— start of DATA EXTRACT —

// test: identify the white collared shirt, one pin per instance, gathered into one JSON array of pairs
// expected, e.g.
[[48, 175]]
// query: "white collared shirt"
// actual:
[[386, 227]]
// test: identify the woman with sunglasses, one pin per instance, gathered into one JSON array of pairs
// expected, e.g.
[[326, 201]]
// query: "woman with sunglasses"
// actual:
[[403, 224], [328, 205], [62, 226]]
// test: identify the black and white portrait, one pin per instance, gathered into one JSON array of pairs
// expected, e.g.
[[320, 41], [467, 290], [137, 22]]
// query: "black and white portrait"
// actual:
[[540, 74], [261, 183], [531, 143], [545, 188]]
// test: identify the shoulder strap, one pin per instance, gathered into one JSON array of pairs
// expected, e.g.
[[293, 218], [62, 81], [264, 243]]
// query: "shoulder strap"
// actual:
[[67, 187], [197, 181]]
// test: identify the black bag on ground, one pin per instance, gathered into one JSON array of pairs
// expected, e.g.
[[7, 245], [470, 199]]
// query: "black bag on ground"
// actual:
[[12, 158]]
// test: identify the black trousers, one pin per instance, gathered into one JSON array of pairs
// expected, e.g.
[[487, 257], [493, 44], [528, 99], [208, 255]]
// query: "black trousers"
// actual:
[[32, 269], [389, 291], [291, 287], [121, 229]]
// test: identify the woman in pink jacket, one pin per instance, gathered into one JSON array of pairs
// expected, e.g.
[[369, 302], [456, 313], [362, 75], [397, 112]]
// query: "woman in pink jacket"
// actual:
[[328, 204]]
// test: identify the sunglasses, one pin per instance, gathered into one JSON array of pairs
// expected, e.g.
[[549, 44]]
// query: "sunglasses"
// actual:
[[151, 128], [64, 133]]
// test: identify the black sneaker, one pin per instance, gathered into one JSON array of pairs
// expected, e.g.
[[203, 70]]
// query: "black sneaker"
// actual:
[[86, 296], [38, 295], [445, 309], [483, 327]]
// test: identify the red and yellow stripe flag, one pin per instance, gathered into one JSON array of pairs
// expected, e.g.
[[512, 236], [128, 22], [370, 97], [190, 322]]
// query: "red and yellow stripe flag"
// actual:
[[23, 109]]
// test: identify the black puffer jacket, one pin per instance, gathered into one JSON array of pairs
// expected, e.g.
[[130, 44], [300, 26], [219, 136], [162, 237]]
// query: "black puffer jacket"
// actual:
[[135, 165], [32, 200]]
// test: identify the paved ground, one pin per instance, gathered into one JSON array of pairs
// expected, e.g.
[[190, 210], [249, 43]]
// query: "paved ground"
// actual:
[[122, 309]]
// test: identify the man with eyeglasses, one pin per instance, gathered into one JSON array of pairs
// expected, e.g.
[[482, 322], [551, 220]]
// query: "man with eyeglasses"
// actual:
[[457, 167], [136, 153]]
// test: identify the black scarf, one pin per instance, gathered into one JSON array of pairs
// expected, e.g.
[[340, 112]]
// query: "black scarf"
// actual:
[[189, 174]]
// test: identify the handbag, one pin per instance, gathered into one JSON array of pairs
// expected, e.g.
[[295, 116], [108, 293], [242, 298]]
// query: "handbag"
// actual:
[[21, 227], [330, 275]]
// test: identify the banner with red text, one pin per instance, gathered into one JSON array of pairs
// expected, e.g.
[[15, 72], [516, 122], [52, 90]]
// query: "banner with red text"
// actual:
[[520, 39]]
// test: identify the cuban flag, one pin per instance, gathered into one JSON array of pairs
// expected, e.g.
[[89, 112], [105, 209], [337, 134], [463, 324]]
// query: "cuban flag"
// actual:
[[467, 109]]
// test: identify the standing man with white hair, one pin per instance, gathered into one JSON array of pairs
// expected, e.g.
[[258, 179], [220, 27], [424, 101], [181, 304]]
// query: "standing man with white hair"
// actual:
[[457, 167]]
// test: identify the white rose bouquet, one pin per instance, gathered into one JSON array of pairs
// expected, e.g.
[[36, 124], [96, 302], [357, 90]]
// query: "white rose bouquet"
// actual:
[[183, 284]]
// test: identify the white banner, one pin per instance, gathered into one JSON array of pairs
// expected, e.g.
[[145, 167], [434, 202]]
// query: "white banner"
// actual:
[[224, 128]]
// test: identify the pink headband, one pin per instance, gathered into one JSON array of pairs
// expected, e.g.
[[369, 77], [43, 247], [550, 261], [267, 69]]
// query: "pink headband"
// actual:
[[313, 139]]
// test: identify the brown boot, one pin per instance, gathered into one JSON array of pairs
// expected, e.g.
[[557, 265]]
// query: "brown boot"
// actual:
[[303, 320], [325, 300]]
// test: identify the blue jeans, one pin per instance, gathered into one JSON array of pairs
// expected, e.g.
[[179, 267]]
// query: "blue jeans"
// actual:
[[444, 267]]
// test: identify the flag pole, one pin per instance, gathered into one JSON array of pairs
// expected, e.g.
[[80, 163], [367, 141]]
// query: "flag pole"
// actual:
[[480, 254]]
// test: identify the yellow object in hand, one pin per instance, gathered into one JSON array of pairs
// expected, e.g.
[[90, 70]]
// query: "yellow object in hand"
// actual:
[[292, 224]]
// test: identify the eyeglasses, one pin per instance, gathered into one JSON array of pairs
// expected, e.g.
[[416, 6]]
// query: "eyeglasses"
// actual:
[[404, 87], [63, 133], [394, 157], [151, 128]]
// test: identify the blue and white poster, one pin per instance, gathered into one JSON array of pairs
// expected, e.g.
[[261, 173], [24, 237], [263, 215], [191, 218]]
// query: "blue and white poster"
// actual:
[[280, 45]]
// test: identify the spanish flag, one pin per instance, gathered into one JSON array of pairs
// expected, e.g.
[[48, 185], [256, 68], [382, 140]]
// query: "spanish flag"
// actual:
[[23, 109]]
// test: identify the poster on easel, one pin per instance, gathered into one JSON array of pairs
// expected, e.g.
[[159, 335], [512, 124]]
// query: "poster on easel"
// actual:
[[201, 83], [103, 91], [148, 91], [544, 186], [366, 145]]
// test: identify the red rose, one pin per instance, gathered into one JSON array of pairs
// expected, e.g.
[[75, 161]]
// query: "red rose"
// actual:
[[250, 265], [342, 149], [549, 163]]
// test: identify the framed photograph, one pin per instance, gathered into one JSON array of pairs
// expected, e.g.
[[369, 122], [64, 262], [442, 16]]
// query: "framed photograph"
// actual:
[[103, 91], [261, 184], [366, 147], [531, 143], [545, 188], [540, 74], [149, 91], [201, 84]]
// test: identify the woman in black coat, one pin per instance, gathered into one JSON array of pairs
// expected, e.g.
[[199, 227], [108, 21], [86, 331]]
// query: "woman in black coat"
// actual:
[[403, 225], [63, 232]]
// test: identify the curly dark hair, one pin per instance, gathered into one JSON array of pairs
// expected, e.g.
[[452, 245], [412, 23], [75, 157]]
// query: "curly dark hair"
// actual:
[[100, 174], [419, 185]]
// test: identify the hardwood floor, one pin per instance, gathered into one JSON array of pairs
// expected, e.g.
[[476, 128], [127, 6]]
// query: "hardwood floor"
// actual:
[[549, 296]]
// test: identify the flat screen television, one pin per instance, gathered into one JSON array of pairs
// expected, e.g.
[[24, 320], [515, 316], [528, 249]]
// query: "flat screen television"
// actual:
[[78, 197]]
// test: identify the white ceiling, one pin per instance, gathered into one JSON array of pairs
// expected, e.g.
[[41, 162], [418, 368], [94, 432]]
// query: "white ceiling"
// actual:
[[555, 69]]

— end of DATA EXTRACT —

OBJECTIVE
Write out every line of the listing above again, word for word.

RESPONSE BELOW
// test: identify the white collared shirt, one pin per instance, gathered into one JSON array of pairs
// expected, e.g.
[[48, 175]]
// query: "white collared shirt"
// actual:
[[386, 227]]
// test: identify the woman with sunglasses, one pin per instance, gathered into one JSON array of pairs
// expected, e.g.
[[326, 201]]
// query: "woman with sunglasses"
// actual:
[[403, 224], [328, 205], [62, 226]]
// test: identify the black and white portrait, one pin per instance, gathered into one JSON array of pairs
// expected, e.g.
[[320, 41], [467, 290], [137, 22]]
// query: "black and white portrait"
// actual:
[[540, 74], [261, 183], [531, 143], [545, 188]]
// test: identify the shoulder strap, one pin per instance, gathered into one JSON array of pairs
// expected, e.g.
[[293, 218], [62, 81], [264, 243]]
// query: "shoulder strap"
// actual:
[[67, 187], [197, 181]]
// test: identify the black bag on ground, one pin per instance, gathered into one JSON array of pairs
// expected, e.g.
[[7, 245], [470, 199]]
// query: "black bag on ground"
// actual:
[[12, 158]]
// test: identify the black trousers, one pin per instance, gathered into one JSON array of pairs
// expected, e.g.
[[487, 257], [493, 44], [528, 99], [208, 255]]
// query: "black trousers"
// actual:
[[32, 269], [389, 291], [291, 287], [121, 229]]
// test: identify the woman in pink jacket, one pin per instance, gathered into one JSON array of pairs
// expected, e.g.
[[369, 302], [456, 313], [362, 75], [397, 112]]
// query: "woman in pink jacket"
// actual:
[[328, 204]]
// test: identify the sunglasses, one pin per instance, gathered into one JSON array of pairs
// expected, e.g.
[[549, 44]]
// query: "sunglasses"
// actual:
[[151, 128], [64, 133]]
// test: identify the black sneaker, one pin per instance, gathered into one JSON array of pairs
// expected, e.g.
[[203, 70]]
// query: "black sneaker"
// actual:
[[86, 296], [38, 295], [445, 309], [483, 327]]
// test: identify the red and yellow stripe flag, one pin per instance, gathered into one JSON array of pairs
// expected, e.g.
[[512, 236], [128, 22], [370, 97], [190, 322]]
// query: "red and yellow stripe flag"
// actual:
[[23, 109]]
// test: identify the black puffer jacket, one pin per instance, gathered into one JSON array of pairs
// expected, e.g.
[[130, 44], [300, 26], [219, 136], [162, 237]]
// query: "black puffer jacket"
// actual:
[[135, 165], [32, 200]]
// test: identify the paved ground, one pin per instance, gathered into one JSON array of pairs
// expected, e.g.
[[190, 210], [249, 43]]
// query: "paved ground"
// actual:
[[122, 309]]
// test: identify the man with eyeglasses, one pin per instance, gathered into one JSON array of pairs
// expected, e.g.
[[482, 322], [551, 220]]
// query: "man with eyeglasses"
// actual:
[[457, 167], [136, 153]]
// test: identify the black scarf, one pin per instance, gathered into one JSON array of pairs
// expected, e.g.
[[340, 112]]
// query: "black scarf"
// actual:
[[189, 174]]
// test: identify the handbag, one pin per instance, gathered into one JSON array of pairs
// expected, e.g.
[[295, 116], [108, 293], [242, 298]]
// query: "handbag"
// actual:
[[21, 227], [330, 275]]
// test: identify the banner with red text, one pin per instance, gathered into one JSON array of pairs
// expected, e.g.
[[15, 72], [516, 122], [52, 90]]
// query: "banner with red text"
// actual:
[[520, 39]]
// test: identify the cuban flag, one pin per instance, gathered into one JSON array of pairs
// expected, e.g.
[[89, 112], [105, 209], [337, 134], [463, 324]]
// query: "cuban flag"
// actual:
[[467, 109]]
// test: identify the standing man with white hair, one pin per instance, gathered into one JSON array of pairs
// expected, e.g.
[[258, 179], [220, 27], [424, 101], [181, 304]]
// query: "standing man with white hair"
// actual:
[[457, 167]]
// test: identify the white rose bouquet, one pin per instance, gathered into one JSON array of pairs
// expected, e.g.
[[36, 124], [96, 302], [357, 90]]
// query: "white rose bouquet"
// actual:
[[183, 284]]
// test: identify the white banner, one pin per instance, gathered into one JSON array of pairs
// expected, e.g.
[[145, 167], [434, 202]]
// query: "white banner"
// actual:
[[224, 128]]
// test: identify the pink headband, one pin per instance, gathered into one JSON array of pairs
// expected, e.g.
[[369, 77], [43, 247], [550, 261], [267, 69]]
// query: "pink headband"
// actual:
[[313, 139]]
// test: identify the brown boot, one pin per instance, gathered into one JSON array of pairs
// expected, e.g.
[[557, 265]]
// query: "brown boot"
// actual:
[[303, 320], [325, 300]]
// test: identify the blue jeans, one pin per instance, gathered into one JSON array of pairs
// expected, e.g.
[[179, 267]]
// query: "blue jeans"
// actual:
[[444, 267]]
// test: identify the flag pole, one pin per instance, gathered into one JSON array of pairs
// expected, e.g.
[[80, 163], [367, 141]]
// query: "flag pole"
// actual:
[[480, 254]]
// test: identify the yellow object in hand, one pin per instance, gathered into one JSON array of pairs
// expected, e.g.
[[90, 70]]
// query: "yellow object in hand"
// actual:
[[292, 224]]
// test: identify the eyeglasses, one pin per instance, gathered into one JSON array of pairs
// expected, e.g.
[[416, 6]]
// query: "eyeglasses"
// actual:
[[404, 87], [63, 133], [394, 157], [151, 128]]
// test: identify the blue and white poster, one pin per instance, gathered into one JSON array of pairs
// expected, e.g.
[[261, 173], [24, 237], [263, 215], [191, 218]]
// query: "blue and white poster"
// actual:
[[280, 45]]
// test: identify the spanish flag, one pin per instance, gathered into one JSON array of pairs
// expected, e.g.
[[48, 185], [256, 68], [382, 140]]
// query: "spanish flag"
// actual:
[[23, 109]]
// test: identify the poster on easel, one pin per instance, gathered into one JSON array of pairs
// expected, e.g.
[[159, 335], [512, 124]]
// query: "poster on easel"
// actual:
[[201, 83], [103, 91], [148, 91], [544, 186], [366, 145]]
// test: identify the red rose, one pin per instance, gathered into one JSON array of pairs
// expected, e.g.
[[75, 161]]
// query: "red rose"
// actual:
[[250, 265], [342, 149], [549, 163]]
// test: identify the framed photograph, one pin per instance, gathered into one JSON array of pairs
// expected, e.g.
[[369, 122], [64, 262], [442, 16]]
// query: "framed photograph"
// actual:
[[103, 91], [261, 184], [366, 147], [531, 143], [545, 188], [540, 74], [149, 91], [201, 84]]
// test: identify the woman in black coat, one pin per instance, gathered into one JSON array of pairs
// expected, e.g.
[[199, 227], [108, 21], [86, 331]]
// query: "woman in black coat"
// actual:
[[403, 225], [63, 232]]
// test: identify the curly dark hair, one pin per instance, gathered into one JSON array of pairs
// expected, e.g.
[[452, 245], [412, 23], [75, 157]]
// query: "curly dark hair"
// actual:
[[100, 174], [419, 185]]
// test: identify the hardwood floor, one pin per instance, gathered into one JSON array of pairs
// expected, e.g.
[[476, 128], [127, 6]]
// query: "hardwood floor"
// actual:
[[549, 296]]
// test: identify the flat screen television, one pin per instance, gathered into one JSON array of pairs
// expected, e.g.
[[24, 320], [515, 316], [528, 249]]
// query: "flat screen television"
// actual:
[[78, 197]]
// test: identify the white ceiling, one pin per instance, gathered into one JSON array of pairs
// expected, e.g.
[[41, 162], [418, 368], [94, 432]]
// query: "white ceiling"
// actual:
[[555, 69]]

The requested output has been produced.